* [Directions for this task] Convert every line of the entries below into a numbered list, leaving out any blank lines.

** BEGIN Exercise inputs **

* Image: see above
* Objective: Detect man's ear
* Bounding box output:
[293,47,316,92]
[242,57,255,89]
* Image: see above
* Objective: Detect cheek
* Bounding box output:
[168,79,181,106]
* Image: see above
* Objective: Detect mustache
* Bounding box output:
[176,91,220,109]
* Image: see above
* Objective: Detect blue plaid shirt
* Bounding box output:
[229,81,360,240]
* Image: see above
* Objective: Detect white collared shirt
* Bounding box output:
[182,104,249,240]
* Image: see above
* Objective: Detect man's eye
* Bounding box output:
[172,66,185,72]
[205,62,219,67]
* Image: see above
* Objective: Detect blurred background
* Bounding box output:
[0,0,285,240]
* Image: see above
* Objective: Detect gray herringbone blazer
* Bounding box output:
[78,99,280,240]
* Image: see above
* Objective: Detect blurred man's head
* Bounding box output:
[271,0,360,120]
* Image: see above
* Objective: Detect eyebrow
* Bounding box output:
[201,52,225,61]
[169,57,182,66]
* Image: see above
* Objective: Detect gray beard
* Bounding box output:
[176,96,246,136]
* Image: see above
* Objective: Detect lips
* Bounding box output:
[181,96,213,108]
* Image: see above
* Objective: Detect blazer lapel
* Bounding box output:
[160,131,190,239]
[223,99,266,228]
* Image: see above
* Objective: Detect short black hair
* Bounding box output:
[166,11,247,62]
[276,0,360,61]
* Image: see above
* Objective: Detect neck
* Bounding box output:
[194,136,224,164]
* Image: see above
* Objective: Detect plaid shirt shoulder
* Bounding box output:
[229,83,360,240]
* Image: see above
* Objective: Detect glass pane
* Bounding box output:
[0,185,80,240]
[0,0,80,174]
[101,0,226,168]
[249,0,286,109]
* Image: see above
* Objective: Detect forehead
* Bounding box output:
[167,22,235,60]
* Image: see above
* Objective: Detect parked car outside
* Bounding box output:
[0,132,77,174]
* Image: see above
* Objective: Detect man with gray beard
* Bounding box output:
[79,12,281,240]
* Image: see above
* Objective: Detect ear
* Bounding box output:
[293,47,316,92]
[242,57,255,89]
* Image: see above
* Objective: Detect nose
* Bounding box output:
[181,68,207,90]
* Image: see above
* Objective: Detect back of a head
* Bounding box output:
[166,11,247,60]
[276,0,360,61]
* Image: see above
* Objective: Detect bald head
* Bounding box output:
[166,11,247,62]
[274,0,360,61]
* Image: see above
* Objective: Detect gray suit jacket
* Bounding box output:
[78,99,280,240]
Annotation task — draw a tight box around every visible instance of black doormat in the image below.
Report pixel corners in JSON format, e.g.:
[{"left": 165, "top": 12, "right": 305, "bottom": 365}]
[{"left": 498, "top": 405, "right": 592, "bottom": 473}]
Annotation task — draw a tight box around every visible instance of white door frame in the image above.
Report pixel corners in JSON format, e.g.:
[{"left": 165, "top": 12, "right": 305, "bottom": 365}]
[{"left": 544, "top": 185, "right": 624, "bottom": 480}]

** END Exercise inputs **

* [The response]
1. * Image: see above
2. * Objective: Detect man's ear
3. * Bounding box output:
4. [293,47,316,92]
5. [242,57,255,89]
6. * Image: see above
7. * Objective: Detect cheek
8. * Bounding box output:
9. [168,79,181,106]
10. * Image: see above
11. * Objective: Detect mustache
12. * Bounding box output:
13. [176,91,220,109]
14. * Image: see above
15. * Objective: Detect blue plaid shirt
16. * Bounding box output:
17. [229,81,360,240]
18. * Image: see above
19. * Objective: Detect white collared shirt
20. * Bounding box output:
21. [182,104,249,240]
22. * Image: see above
23. * Objective: Detect man's eye
24. * Bounding box output:
25. [172,66,185,72]
26. [205,62,219,67]
27. * Image: see above
28. * Objective: Detect blurred background
29. * Bounding box output:
30. [0,0,285,240]
31. * Image: see above
32. * Objective: Detect gray herringbone blazer
33. * Bounding box output:
34. [78,99,280,240]
35. * Image: see above
36. * Objective: Detect blurred man's head
37. * Bounding box output:
38. [271,0,360,120]
39. * Image: see above
40. * Objective: Detect eyebrow
41. * Bounding box output:
42. [201,52,225,61]
43. [169,57,182,66]
44. * Image: see above
45. * Objective: Detect gray beard
46. * Bounding box output:
47. [176,96,246,136]
48. * Image: see above
49. * Objective: Detect lips
50. * Bounding box output:
51. [181,96,213,108]
52. * Image: see above
53. * Objective: Detect blazer lapel
54. * Bounding box output:
55. [160,131,190,239]
56. [223,99,266,228]
57. * Image: see above
58. * Objective: Detect short black hair
59. * Bounding box output:
60. [166,11,247,62]
61. [276,0,360,61]
62. * Image: see above
63. * Objective: Detect neck
64. * Bounding box output:
65. [194,136,224,164]
66. * Image: see above
67. * Objective: Detect plaid shirt shoulder
68. * Bounding box output:
69. [229,83,360,240]
70. * Image: see above
71. * Objective: Detect glass pane
72. * Bounding box output:
73. [0,185,80,240]
74. [0,0,80,174]
75. [101,0,226,168]
76. [249,0,286,109]
77. * Image: see above
78. * Objective: Detect forehead
79. * Bounding box output:
80. [167,22,235,60]
81. * Image: see above
82. * Objective: Detect parked car outside
83. * Bounding box output:
84. [0,132,77,174]
85. * Image: see above
86. * Objective: Detect man with gray beard
87. * Bounding box output:
88. [79,12,281,240]
89. * Image: see above
90. * Objective: Detect ear
91. * Bounding box output:
92. [293,47,316,92]
93. [242,57,255,89]
94. * Image: see above
95. * Objective: Detect nose
96. * Bounding box output:
97. [181,68,207,90]
98. * Image: see above
99. * Objective: Detect back of a head
100. * Bounding box output:
101. [166,11,247,60]
102. [276,0,360,61]
103. * Image: see above
104. * Objective: Detect bald head
105. * Bounding box output:
106. [166,11,247,62]
107. [274,0,360,61]
108. * Image: see above
109. * Objective: Detect gray suit jacket
110. * Bounding box output:
111. [78,99,280,240]
112. Annotation task — draw a tight box around every visible instance of black doormat in the image below.
113. Report pixel corners in JSON format, e.g.:
114. [{"left": 165, "top": 12, "right": 305, "bottom": 365}]
115. [{"left": 498, "top": 405, "right": 592, "bottom": 473}]
116. Annotation task — draw a tight box around every visible instance of white door frame in the image above.
117. Report pixel corners in JSON format, e.g.:
118. [{"left": 165, "top": 12, "right": 305, "bottom": 365}]
119. [{"left": 544, "top": 185, "right": 624, "bottom": 480}]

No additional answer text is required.